2. The backlight assembly of claim 1, wherein the receiving
container comprises a bottom plate and a sidewall protruding from
an edge portion of the bottom plate to define a receiving space;
and the insulating layer is positioned on an exposed interior
surface at the bottom plate.
3. The backlight assembly of claim 2, wherein the light-generating
unit comprises a plurality of point light sources, and further
wherein the backlight assembly includes a plurality of power supply
lines formed on the insulating layer and are connected to the point
light sources.
4. The backlight assembly of claim 3, further comprising a
plurality of heat transfer members each corresponding to an
associated point light source, the heat transfer members being
disposed between the associated point light source and the exposed
interior surface of the bottom plate of the receiving
container.
5. The backlight assembly of claim 4, wherein the heat transfer
members fasten the point light sources to the exposed interior
surface of the bottom plate of the receiving container.
6. The backlight assembly of claim 4, wherein the heat transfer
members comprise one of a thermally conductive adhesive and a
solder material.
7. The backlight assembly of claim 4, wherein the heat transfer
members are integrally formed with the bottom plate of the
receiving container, and the heat transfer members protrude from
the exposed interior surface of the bottom plate.
8. The backlight assembly of claim 7, further comprising an
adhesive member disposed between the heat transfer member and the
point light source to adhere the heat transfer member to the point
light source.
9. The backlight assembly of claim 1, wherein the point light
source comprises: a light emitting diode (LED) chip configured to
generate light; a first electrode and a second electrode that are
electrically connected to the power supply line to apply a power
source to the LED chip; and an encapsulation layer configured to
cover and encapsulate the LED chip.
10. A backlight assembly comprising: a light-generating unit
comprising at least one point light source configured to generate
light; and a receiving container comprising a bottom plate and a
sidewall and receiving the light-generating unit in a receiving
space defined by the bottom plate and the sidewall, the point light
source of the light-generating unit being formed on the bottom
plate of the receiving container.
11. The backlight assembly of claim 10, further comprising an
electrically insulating material positioned on an exposed interior
surface of the bottom plate, wherein the light-generating unit
further comprises a power supply line configured to transfer a
power to the point light source, and further wherein the power
supply line is formed on the electrically insulating material.
12. The backlight assembly of claim 10, wherein the
light-generating unit comprises a plurality of point light sources,
and an electrically insulating layer is positioned between the
exposed interior surface of the bottom plate and the power supply
line of the light-generating unit to electrically insulate the
point light sources from each other.
13. The backlight assembly of claim 10, further comprising a heat
transfer member disposed between the point light source and the
exposed interior surface of the bottom plate to fasten the point
light source to the bottom plate of the receiving container.

Data provided –
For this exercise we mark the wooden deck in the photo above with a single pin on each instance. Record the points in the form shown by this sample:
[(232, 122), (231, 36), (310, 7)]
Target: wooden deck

Problems to work on –
#1 According to the backlight assembly claims, what can the heat transfer members comprise?
#2 Please proceed with the backlight assembly claims, starting right after claim 13.

Responses in order –
#1 One of a thermally conductive adhesive and a solder material.

#2
14. A method of manufacturing a backlight assembly comprising:
forming a receiving container comprising a bottom plate and a
sidewall define a receiving space; forming an insulation layer on
an exposed interior surface of the bottom plate; forming a
conductive pattern on the insulation layer; and forming a point
light source on the exposed interior surface of the bottom plate
having the conductive pattern; connecting the point light source to
the conductive pattern
15. The method of claim 14, wherein the insulation layer is formed
by one of coating an insulating material and laminating an
insulation foil, and the insulation layer is formed on an entire
portion of the bottom plate of the receiving container.
16. The method of claim 14, wherein at least one of the insulation
layer and the conductive pattern is formed by a printing
method.
17. The method of claim 16, wherein forming the insulation layer
comprises: transporting the receiving container using a first
motor; transporting a printer head using a second motor, a
resolution of the second motor being higher than a resolution of
the first motor; and ejecting an insulating material from the
printer head.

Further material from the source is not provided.